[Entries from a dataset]
--*--
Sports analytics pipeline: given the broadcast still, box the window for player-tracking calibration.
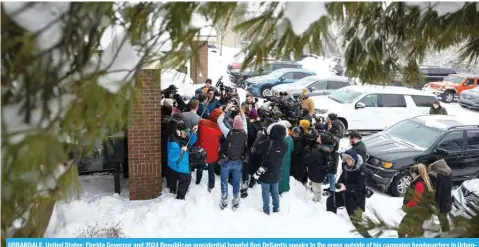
[437,131,464,151]
[464,79,474,86]
[282,72,294,80]
[311,81,326,90]
[358,94,378,107]
[294,72,310,80]
[379,94,406,107]
[411,95,436,107]
[466,130,479,150]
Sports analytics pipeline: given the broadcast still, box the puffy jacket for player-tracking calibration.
[198,119,223,164]
[428,159,452,213]
[403,177,429,208]
[168,133,198,174]
[255,125,288,183]
[338,155,367,196]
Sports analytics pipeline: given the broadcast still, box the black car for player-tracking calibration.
[363,115,479,196]
[459,86,479,110]
[230,61,302,86]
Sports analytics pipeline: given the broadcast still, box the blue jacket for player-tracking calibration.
[167,133,198,174]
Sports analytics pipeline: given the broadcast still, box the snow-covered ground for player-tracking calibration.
[46,139,403,238]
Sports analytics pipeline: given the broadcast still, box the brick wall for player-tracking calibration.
[128,69,162,200]
[190,41,208,83]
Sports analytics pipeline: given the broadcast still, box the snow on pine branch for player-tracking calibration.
[2,2,70,50]
[284,2,328,36]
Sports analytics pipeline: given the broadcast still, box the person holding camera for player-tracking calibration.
[167,122,198,200]
[253,124,288,215]
[326,149,371,238]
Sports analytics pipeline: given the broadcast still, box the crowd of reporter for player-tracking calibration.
[161,79,454,237]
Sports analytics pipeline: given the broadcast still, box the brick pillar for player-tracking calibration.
[190,41,208,83]
[128,69,162,200]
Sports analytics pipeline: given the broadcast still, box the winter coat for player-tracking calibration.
[254,126,288,183]
[279,135,294,193]
[403,176,429,208]
[338,155,367,197]
[291,136,306,182]
[303,148,327,183]
[352,141,368,163]
[196,103,210,119]
[428,159,452,213]
[248,121,262,149]
[429,106,447,115]
[168,133,198,174]
[207,97,221,112]
[198,119,223,164]
[302,97,314,116]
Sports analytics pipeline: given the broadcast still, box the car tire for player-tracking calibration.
[261,87,273,98]
[389,171,412,197]
[442,91,454,103]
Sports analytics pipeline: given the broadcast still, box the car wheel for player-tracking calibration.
[442,91,454,103]
[391,172,412,197]
[261,87,273,98]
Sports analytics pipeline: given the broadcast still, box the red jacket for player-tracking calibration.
[197,119,223,163]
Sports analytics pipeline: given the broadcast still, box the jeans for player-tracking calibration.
[261,183,279,214]
[221,160,242,204]
[208,163,217,189]
[328,173,336,192]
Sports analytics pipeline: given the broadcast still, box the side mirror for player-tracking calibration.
[356,102,366,109]
[434,148,449,157]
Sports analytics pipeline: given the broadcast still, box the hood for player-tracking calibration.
[363,133,422,163]
[428,159,452,177]
[429,81,460,89]
[266,123,288,141]
[310,96,348,113]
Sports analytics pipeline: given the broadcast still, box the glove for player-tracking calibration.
[253,166,266,180]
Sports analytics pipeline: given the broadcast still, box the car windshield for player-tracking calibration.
[384,119,441,149]
[328,87,362,104]
[294,76,318,87]
[444,75,464,83]
[266,69,285,78]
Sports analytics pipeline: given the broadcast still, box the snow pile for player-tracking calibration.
[284,2,327,36]
[298,57,334,76]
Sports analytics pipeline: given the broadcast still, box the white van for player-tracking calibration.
[312,85,436,131]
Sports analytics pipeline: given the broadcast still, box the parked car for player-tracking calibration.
[451,178,479,219]
[245,69,316,97]
[273,76,351,96]
[313,85,436,131]
[230,61,302,88]
[423,74,479,103]
[363,115,479,196]
[459,87,479,110]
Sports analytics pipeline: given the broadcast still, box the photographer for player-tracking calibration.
[206,87,221,112]
[254,125,288,215]
[326,149,371,238]
[168,122,198,200]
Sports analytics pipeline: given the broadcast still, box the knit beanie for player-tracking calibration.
[248,108,258,119]
[299,119,311,131]
[233,115,244,130]
[208,108,223,123]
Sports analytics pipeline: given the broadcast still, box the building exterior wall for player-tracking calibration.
[190,41,208,84]
[127,69,162,200]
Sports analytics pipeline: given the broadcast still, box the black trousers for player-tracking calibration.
[326,192,372,238]
[169,170,191,200]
--*--
- Written request -
Copy the entries from the line with "tire for player-tracking calibration." up to and including the line with "[434,148,449,157]", keeping their requests. In the answers, multiply every bounding-box coordinate by 0.65 and round it to a whole number, with halves rounded up.

- Full response -
Sports analytics pipeline: given the broadcast still, box the car tire for player-tracking calibration.
[170,57,177,64]
[253,111,268,128]
[287,59,295,67]
Sports analytics pipeline: given the broadcast still, box the car wheel for player-tracking calibration.
[287,59,295,67]
[254,112,268,128]
[170,57,177,64]
Sports analytics pipeline: given the broadcast still, box the red jacket for player-tracking calibration.
[128,77,145,106]
Sports analytics pipeline: given the broadcast still, box the jeans for player-tracking calibration.
[170,119,181,139]
[144,104,157,133]
[135,106,141,123]
[213,112,218,125]
Sports analytics pipeline: given the broadcast still, box the side mirror for player-tracking calibration.
[231,66,238,71]
[282,96,292,102]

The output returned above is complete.